• Exercise requirements
Set down each record that follows exactly. Drop the images.

※

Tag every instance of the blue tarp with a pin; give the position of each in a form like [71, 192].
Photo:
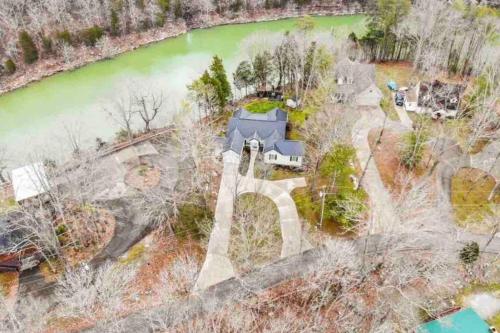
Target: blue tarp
[464, 321]
[392, 85]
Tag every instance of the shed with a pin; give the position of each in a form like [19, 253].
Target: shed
[466, 320]
[29, 181]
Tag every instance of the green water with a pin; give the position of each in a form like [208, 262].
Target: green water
[35, 120]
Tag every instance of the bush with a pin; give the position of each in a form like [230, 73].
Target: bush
[190, 218]
[413, 149]
[470, 253]
[29, 48]
[91, 36]
[10, 67]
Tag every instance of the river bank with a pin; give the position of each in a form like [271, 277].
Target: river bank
[86, 55]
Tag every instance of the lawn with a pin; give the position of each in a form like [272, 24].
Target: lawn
[470, 189]
[401, 73]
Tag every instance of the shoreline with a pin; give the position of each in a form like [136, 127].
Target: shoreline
[84, 56]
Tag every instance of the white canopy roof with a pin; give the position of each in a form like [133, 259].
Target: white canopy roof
[29, 181]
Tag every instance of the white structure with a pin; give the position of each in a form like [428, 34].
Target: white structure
[29, 181]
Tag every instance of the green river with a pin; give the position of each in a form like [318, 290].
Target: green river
[35, 120]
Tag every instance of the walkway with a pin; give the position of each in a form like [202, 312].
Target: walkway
[217, 266]
[383, 213]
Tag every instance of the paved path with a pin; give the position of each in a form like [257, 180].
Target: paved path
[383, 213]
[217, 266]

※

• Solution
Tag every instance of the blue tarp with a pin; give the position of each in a form like [71, 192].
Photo:
Target: blue tarp
[464, 321]
[392, 85]
Tag every instance of the shed with a pin; give the position of each in a form like [19, 253].
Target: shed
[466, 320]
[29, 181]
Tag every instance of the green water with a pin; give the position of each in a form like [208, 262].
Target: green water
[35, 120]
Tag every instance of the bush with a pin; give the position of each in a form like [230, 73].
Target: bush
[190, 218]
[413, 149]
[470, 253]
[29, 48]
[91, 36]
[10, 67]
Tag every instance of the river bank with a pin; give the position of each in a form like [271, 277].
Target: river bank
[86, 55]
Tag every instance of the lawn with a pin; give the position of each in a form like [272, 24].
Target: lawn
[470, 189]
[401, 73]
Tag every instance of the shoreline with a pin; give the position of each in a form like [136, 127].
Target: shoreline
[84, 56]
Tag every instance of the white canopy roof with a pin; give the position of each in a form like [133, 259].
Target: white canopy roof
[29, 181]
Tag every instance of the white structure with a pin; give the position of each in a form like [428, 34].
Target: white structure
[29, 181]
Tag every instance of the green river with a pin; give the position of each in a form like [318, 290].
Target: green river
[35, 120]
Tag every instance of the walkway with a pin; give the position of each in a form like [202, 312].
Target: walkway
[217, 266]
[383, 213]
Tag every instance of the paved path with a pin; give the position of each in a form like [257, 180].
Target: paved path
[383, 213]
[217, 266]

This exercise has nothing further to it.